» Exercise prompt
Rewrite each of the following records as a numbered list, omitting any blank lines.
[START]
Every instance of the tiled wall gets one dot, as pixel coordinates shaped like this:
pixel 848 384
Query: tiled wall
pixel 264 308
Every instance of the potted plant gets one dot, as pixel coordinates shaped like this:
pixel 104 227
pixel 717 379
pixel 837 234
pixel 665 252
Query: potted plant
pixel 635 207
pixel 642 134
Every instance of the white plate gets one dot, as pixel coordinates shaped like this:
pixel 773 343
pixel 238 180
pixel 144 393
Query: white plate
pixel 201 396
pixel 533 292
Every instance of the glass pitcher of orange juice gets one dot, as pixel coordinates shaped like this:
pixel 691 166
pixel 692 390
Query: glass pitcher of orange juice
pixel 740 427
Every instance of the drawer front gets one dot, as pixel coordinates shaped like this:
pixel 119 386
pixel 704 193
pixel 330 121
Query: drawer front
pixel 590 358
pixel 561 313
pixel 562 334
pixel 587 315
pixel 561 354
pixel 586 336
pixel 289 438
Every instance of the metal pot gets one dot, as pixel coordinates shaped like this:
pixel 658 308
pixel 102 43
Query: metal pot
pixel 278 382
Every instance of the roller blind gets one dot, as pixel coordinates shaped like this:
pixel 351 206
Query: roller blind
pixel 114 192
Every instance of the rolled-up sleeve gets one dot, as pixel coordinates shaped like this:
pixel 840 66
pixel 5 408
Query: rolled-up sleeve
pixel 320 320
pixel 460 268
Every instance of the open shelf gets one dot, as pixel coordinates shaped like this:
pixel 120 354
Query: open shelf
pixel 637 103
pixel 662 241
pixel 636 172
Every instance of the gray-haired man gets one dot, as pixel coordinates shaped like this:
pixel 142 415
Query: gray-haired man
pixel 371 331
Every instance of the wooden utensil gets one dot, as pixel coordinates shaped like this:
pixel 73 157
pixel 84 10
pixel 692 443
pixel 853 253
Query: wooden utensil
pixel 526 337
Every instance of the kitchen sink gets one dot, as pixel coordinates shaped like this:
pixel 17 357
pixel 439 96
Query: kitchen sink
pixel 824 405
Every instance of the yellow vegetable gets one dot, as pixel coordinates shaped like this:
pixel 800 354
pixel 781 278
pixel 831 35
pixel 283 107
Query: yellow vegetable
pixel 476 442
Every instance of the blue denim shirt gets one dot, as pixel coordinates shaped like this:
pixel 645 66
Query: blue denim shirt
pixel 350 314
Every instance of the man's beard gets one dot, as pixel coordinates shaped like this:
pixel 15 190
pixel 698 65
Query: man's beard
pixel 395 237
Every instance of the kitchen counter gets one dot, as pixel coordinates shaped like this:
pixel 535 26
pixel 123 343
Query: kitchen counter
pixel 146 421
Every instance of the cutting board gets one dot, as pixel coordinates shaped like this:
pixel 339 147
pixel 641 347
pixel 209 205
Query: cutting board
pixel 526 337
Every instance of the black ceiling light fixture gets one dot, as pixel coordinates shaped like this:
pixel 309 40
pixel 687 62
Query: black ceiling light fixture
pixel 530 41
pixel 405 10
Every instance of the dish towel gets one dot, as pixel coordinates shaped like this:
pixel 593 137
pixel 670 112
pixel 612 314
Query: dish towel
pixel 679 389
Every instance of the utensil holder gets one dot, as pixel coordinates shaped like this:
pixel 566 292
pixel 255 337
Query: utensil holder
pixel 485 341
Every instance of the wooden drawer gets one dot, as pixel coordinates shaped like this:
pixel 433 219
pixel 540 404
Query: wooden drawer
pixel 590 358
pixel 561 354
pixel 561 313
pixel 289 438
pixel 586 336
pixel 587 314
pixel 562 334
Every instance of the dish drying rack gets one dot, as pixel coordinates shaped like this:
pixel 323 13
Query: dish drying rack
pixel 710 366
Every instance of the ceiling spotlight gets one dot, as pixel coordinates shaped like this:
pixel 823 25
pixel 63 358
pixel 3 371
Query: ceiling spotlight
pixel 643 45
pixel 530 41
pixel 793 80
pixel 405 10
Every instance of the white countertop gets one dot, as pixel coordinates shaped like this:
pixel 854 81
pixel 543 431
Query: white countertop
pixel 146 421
[END]
» Task output
1. Every instance of the tiled wall gets one dot, as pixel coordinates shaped like this:
2. pixel 848 384
3. Query: tiled wall
4. pixel 264 308
5. Every instance of the potted plant gets one dot, as pixel coordinates shaped like this:
6. pixel 104 227
7. pixel 717 379
8. pixel 837 234
9. pixel 665 252
10. Query: potted plant
11. pixel 635 207
12. pixel 642 134
13. Every instance of the white plate gets one dot, as pixel coordinates shaped like this:
14. pixel 773 343
15. pixel 238 180
16. pixel 144 393
17. Query: white plate
18. pixel 201 396
19. pixel 533 292
20. Every instance of the glass pitcher of orange juice gets one dot, as pixel coordinates shaped like this:
21. pixel 691 166
22. pixel 692 390
23. Query: glass pitcher of orange juice
24. pixel 740 427
25. Every instance of the drawer front gets one dot, as pixel coordinates shaped like this:
26. pixel 119 386
27. pixel 704 193
28. pixel 330 121
29. Query: drawer front
30. pixel 590 358
31. pixel 561 313
32. pixel 562 334
33. pixel 587 315
34. pixel 561 354
35. pixel 586 336
36. pixel 289 438
37. Every instance of the metal pot gets one dot, as pixel coordinates shaped like this:
38. pixel 658 308
39. pixel 102 43
40. Query: metal pot
41. pixel 278 382
42. Every instance of the roller blind gets one dot, as pixel coordinates shaped like this:
43. pixel 351 206
44. Query: roller blind
45. pixel 114 192
46. Every instance of the rolled-up sleeve gets one dot, as pixel coordinates shaped like this:
47. pixel 840 66
48. pixel 5 408
49. Query: rolled-up sleeve
50. pixel 320 320
51. pixel 460 268
52. Every instance of the open shelf gets one dot, as pixel coordinates shaped like this:
53. pixel 120 354
54. Query: open shelf
55. pixel 637 103
56. pixel 662 241
57. pixel 636 172
58. Every instance of the gray-haired man gets one dot, as pixel coordinates shaped like this:
59. pixel 142 415
60. Query: gray-haired man
61. pixel 371 331
62. Every instance of the wooden utensil gets one dot, as pixel coordinates shaped like this:
63. pixel 73 157
64. pixel 84 10
65. pixel 692 443
66. pixel 853 253
67. Query: wooden utensil
68. pixel 526 337
69. Every instance of the kitchen sink gets one dot, as pixel coordinates shaped like this:
70. pixel 17 357
71. pixel 439 96
72. Query: kitchen sink
73. pixel 824 405
74. Every instance of the yellow vegetable gets one dot, as pixel coordinates shaped like this:
75. pixel 800 354
76. pixel 781 278
77. pixel 831 35
78. pixel 283 107
79. Query: yellow vegetable
80. pixel 476 442
81. Every instance of the blue denim shirt gets one dot, as pixel coordinates shaped like this:
82. pixel 645 66
83. Query: blue denim shirt
84. pixel 350 314
85. Every instance of the man's beard gets one dot, as pixel coordinates shaped like this:
86. pixel 15 190
87. pixel 698 65
88. Query: man's beard
89. pixel 395 237
90. Every instance of the kitchen counter gets one dot, as pixel coordinates shaped like this:
91. pixel 535 26
92. pixel 123 343
93. Query: kitchen counter
94. pixel 146 421
95. Every instance of the cutting board gets one dot, as pixel coordinates shaped like this:
96. pixel 339 147
97. pixel 641 347
98. pixel 209 205
99. Query: cutting board
100. pixel 526 337
101. Every instance of the black ceiling light fixture gets one dot, as pixel coordinates shaped like this:
102. pixel 309 40
103. pixel 687 62
104. Query: black ceiling light fixture
105. pixel 530 41
106. pixel 405 10
107. Every instance of the dish towel gets one dot, as pixel coordinates shaped like this:
108. pixel 593 137
109. pixel 670 112
110. pixel 612 314
111. Query: dish towel
112. pixel 679 389
113. Every instance of the utensil holder gets one dot, as pixel coordinates shaped like this:
114. pixel 566 292
115. pixel 255 337
116. Query: utensil holder
117. pixel 485 341
118. Every instance of the wooden drawer gets one dot, as pixel coordinates shaped like this:
119. pixel 433 219
120. pixel 540 404
121. Query: wooden drawer
122. pixel 590 358
123. pixel 561 354
124. pixel 561 313
125. pixel 289 438
126. pixel 586 336
127. pixel 587 314
128. pixel 562 334
129. Every instance of the dish drying rack gets one dot, as pixel coordinates shaped like this:
130. pixel 323 13
131. Query: dish drying rack
132. pixel 710 366
133. Every instance of the ceiling spotlight gets one dot, as pixel coordinates shaped like this:
134. pixel 823 25
135. pixel 63 358
136. pixel 3 371
137. Query: ceiling spotlight
138. pixel 643 45
139. pixel 530 41
140. pixel 793 80
141. pixel 405 10
142. Every instance of the white countertop gets one dot, as pixel coordinates shaped like this:
143. pixel 854 81
144. pixel 543 431
145. Query: white countertop
146. pixel 146 421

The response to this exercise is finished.